EXERCISE DIRECTIONS:
Exactly and only the lines from the one with "Note for the class: annotate every instance of the wren" through the end of the listing are to be transcribed, both ends included.

[Dataset excerpts on object pointing]

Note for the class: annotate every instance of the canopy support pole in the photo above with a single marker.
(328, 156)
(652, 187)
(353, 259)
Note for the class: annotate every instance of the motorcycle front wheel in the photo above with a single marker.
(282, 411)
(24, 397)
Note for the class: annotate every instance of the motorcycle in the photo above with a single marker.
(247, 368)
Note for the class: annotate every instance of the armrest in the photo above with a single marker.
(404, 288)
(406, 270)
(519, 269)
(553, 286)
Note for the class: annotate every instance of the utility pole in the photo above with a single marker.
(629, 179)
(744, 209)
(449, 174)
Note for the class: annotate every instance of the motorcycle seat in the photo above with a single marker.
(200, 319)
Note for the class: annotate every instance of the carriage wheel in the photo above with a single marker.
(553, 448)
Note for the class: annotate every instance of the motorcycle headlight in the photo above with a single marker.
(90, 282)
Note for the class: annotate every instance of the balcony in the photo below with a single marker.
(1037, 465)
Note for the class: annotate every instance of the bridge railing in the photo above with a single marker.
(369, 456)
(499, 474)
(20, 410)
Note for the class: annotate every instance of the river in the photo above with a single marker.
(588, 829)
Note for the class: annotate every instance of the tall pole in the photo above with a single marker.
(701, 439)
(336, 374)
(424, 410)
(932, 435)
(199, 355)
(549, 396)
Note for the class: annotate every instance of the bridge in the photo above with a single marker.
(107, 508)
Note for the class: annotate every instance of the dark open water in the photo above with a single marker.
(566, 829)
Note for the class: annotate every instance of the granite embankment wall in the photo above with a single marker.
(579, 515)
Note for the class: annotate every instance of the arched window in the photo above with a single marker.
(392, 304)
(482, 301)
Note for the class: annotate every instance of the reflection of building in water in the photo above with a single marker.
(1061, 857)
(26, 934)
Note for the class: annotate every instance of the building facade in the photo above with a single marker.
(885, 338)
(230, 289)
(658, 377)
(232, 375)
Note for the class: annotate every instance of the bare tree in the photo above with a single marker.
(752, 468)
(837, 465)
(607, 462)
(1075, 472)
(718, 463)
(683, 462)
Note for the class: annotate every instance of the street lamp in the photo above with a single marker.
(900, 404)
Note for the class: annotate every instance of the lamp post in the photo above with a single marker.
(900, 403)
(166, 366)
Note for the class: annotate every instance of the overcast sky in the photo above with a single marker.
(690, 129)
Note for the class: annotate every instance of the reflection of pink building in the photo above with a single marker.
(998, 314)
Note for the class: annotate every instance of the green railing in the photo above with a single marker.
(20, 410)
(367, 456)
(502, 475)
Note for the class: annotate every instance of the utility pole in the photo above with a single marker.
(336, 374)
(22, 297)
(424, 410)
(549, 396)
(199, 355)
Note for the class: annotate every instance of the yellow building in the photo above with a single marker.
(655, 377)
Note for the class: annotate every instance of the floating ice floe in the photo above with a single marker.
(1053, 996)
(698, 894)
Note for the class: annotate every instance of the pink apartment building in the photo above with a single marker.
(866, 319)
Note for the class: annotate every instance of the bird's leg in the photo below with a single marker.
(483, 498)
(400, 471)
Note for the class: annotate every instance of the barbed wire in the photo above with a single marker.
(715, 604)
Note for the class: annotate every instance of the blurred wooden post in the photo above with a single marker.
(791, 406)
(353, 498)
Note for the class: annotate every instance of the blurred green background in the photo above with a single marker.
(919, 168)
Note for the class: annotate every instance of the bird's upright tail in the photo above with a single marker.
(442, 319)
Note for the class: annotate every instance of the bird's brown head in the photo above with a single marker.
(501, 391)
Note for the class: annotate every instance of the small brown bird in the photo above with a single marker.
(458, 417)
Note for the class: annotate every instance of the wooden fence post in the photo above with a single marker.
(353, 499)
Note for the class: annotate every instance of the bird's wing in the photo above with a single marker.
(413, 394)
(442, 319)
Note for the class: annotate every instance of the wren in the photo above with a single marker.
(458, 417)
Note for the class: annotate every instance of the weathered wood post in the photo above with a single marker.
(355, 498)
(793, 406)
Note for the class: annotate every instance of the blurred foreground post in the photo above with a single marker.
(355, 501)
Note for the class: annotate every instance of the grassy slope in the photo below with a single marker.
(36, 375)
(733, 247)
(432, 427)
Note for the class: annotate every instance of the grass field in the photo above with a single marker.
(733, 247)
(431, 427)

EXERCISE RESULT:
Note for the class: annotate every instance of the wren in the photo above with a single marker.
(458, 417)
Note for the class: annotate every instance of the weathered wood post in the photo above with a single marker.
(355, 498)
(793, 406)
Note for the class: annotate every instance of the blurred foreground post in the photo above with a single marker.
(355, 501)
Note for the class: annotate every instance of the grassy slope in the photo below with a single marker.
(36, 375)
(733, 247)
(432, 427)
Note for the class: annotate every instance of the grass field in the photo above with a single marker.
(733, 247)
(431, 427)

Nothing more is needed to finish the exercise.